Selected text:
Portfolio Advice


From Steff Geissbuhler, Presenting Your Portfolio on AIGA’s Tools & Resources



Send a letter and a well-designed résumé in advance. Your résumé is a simple typographic design problem, displaying vital information about who you are, where you’ve been and what you’ve done in an organized and structured fashion. Follow up with a phone call and make an appointment. Call the day before to confirm that you still have an interview or a drop off, who to see and when.
Brush up on the firm’s work. It helps to know something about the studio and what they do and have done before you can expect them to be interested in your work.


What is a portfolio?

A portable proof of your design education and a document of your work. A display of exercises, talent, thinking and solutions to visual communication problems. The physical form of the portfolio is completely up to you. It should, however, not be too precious or complicated. Nor should it require delivery by freight elevator. It is a communication tool, not a self-centered reflection of your personality.



A portfolio is a design problem. It contains an assortment of given visual and verbal material. As with all publications, what you put next to one element either plays up that individual piece or fights it for attention. An interesting layout of spreads and pages, color, form and/or thematic relationships, dramatic scale changes, humor, elements of surprise, details and whole pieces, sequencing and rhythm, are all tools to entertain the eye. It is a show piece in the best sense, and I haven’t even talked about the individual work itself.



A well-structured portfolio has a beginning, a middle and an end. It should be a well-designed book that shows off your work in the best possible light. Samples should be clean and removable. The sequence doesn’t have to be chronological, but I wouldn’t put early school work at the end. Don’t forget that the final image leaves a more lasting impression than the first.



Show your sketches separately. This will assist those of us who think of your sketching process as one of the most important and telling parts of your presentation.



It helps to label your work with very short descriptions, in case you have to drop off your portfolio and don’t have a chance to narrate in person. Keep in mind that a first portfolio review gives me only a first impression of you and your work. If I’m interested, you will be called back and you and your work will be scrutinized in more detail.

Extracted material:
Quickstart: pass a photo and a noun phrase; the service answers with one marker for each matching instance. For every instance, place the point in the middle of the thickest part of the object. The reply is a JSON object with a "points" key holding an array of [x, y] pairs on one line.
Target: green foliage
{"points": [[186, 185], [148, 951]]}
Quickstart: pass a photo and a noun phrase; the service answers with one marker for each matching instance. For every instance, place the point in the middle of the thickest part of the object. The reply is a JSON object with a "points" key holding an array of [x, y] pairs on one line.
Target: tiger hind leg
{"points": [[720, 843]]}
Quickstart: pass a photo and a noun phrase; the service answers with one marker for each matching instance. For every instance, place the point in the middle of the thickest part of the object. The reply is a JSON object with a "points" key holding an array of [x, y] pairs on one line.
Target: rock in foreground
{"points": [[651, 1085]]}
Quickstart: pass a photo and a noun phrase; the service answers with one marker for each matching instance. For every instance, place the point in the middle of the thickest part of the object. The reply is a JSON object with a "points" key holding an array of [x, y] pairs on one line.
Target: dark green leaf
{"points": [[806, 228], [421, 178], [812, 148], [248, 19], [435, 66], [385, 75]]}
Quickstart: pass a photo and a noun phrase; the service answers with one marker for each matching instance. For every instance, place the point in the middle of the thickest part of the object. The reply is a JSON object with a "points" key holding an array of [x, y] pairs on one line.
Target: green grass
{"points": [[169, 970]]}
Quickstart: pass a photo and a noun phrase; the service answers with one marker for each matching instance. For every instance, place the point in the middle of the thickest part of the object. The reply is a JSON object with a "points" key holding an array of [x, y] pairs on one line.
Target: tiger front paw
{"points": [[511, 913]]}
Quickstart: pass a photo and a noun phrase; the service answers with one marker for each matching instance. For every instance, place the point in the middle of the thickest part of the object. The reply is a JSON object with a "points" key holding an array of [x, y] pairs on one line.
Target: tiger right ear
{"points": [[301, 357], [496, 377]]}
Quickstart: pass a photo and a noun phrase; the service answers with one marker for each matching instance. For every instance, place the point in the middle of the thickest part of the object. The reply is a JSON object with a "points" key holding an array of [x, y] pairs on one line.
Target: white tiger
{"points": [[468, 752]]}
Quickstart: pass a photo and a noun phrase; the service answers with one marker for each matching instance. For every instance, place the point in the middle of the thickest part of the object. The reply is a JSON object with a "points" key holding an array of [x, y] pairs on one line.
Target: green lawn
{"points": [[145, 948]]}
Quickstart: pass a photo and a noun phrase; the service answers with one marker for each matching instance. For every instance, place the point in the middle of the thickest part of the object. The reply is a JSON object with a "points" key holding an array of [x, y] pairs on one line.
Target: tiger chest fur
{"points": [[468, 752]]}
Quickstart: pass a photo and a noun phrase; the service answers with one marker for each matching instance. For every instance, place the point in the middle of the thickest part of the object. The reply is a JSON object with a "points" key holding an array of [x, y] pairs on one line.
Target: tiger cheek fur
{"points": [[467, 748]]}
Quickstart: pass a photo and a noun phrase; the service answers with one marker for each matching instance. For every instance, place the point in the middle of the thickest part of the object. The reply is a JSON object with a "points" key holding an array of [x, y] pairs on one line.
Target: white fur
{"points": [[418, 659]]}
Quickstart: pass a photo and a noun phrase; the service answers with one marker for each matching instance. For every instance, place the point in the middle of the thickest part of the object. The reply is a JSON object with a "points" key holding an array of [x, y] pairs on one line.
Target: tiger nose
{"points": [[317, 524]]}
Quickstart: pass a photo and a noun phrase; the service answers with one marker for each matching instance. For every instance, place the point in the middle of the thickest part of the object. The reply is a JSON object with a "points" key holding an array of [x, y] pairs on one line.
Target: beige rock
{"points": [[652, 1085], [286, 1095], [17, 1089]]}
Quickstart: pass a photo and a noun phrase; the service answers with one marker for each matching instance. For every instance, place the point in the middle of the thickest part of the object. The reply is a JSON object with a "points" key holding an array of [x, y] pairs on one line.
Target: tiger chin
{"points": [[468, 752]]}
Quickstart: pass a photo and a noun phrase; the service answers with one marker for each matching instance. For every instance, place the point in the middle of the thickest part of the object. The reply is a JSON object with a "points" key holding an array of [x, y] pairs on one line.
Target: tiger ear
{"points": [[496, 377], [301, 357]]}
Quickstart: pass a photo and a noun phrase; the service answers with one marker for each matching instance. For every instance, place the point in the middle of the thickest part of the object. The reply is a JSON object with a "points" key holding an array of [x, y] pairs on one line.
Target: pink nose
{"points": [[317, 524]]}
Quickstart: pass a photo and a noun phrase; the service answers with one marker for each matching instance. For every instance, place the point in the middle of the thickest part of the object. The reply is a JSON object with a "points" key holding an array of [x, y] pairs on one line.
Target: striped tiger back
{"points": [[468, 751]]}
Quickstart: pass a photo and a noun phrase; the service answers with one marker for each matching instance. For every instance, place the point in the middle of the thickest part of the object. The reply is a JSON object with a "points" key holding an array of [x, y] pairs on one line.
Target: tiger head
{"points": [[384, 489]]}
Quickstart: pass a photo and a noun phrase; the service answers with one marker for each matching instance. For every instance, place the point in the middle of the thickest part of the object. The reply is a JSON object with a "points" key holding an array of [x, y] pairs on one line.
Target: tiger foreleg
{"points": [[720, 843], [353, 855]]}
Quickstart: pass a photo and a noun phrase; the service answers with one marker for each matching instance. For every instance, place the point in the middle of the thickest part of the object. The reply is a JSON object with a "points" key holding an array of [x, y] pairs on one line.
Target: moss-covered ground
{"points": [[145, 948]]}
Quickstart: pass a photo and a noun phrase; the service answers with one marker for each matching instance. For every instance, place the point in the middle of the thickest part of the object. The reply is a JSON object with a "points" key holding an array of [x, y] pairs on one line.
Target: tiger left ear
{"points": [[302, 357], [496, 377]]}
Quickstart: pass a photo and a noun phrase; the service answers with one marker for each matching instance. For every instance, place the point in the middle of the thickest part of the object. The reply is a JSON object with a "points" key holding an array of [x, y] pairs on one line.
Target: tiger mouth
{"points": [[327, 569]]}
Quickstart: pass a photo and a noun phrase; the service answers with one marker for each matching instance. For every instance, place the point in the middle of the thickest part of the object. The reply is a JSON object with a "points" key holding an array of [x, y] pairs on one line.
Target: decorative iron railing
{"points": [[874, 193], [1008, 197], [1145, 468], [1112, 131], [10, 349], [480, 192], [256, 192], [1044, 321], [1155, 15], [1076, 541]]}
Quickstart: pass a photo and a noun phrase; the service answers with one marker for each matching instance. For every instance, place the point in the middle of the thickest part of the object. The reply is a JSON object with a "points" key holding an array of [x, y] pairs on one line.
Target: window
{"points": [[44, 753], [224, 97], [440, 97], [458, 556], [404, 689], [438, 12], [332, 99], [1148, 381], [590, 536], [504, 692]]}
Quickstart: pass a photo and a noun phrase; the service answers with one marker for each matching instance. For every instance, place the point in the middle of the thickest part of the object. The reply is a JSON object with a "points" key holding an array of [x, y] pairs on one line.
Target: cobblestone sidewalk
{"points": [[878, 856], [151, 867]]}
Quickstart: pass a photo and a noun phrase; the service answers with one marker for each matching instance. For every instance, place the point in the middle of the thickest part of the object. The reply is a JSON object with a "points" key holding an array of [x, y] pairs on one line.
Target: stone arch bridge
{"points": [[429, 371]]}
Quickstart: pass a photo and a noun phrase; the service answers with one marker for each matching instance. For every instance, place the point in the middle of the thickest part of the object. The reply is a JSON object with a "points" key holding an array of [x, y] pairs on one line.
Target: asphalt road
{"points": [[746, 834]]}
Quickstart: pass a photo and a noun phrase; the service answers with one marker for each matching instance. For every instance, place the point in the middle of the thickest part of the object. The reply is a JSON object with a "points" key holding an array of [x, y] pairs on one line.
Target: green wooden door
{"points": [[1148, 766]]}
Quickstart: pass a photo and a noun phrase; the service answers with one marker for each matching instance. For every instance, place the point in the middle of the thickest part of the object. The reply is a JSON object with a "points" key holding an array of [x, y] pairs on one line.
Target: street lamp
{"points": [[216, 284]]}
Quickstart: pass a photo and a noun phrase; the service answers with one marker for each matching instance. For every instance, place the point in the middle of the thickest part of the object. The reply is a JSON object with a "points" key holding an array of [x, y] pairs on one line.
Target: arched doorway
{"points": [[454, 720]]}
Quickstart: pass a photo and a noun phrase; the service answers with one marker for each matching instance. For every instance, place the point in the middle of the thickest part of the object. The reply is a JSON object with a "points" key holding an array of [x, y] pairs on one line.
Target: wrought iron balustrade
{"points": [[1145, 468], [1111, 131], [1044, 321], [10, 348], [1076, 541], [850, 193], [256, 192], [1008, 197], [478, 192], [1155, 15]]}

Set problem 1: Please quote the stretch of the portfolio advice from "Send a letter" through "see and when.".
Set problem 2: According to the portfolio advice, what condition should the samples in a portfolio be in?

Task solution 1:
Send a letter and a well-designed résumé in advance. Your résumé is a simple typographic design problem, displaying vital information about who you are, where you’ve been and what you’ve done in an organized and structured fashion. Follow up with a phone call and make an appointment. Call the day before to confirm that you still have an interview or a drop off, who to see and when.

Task solution 2: Clean and removable.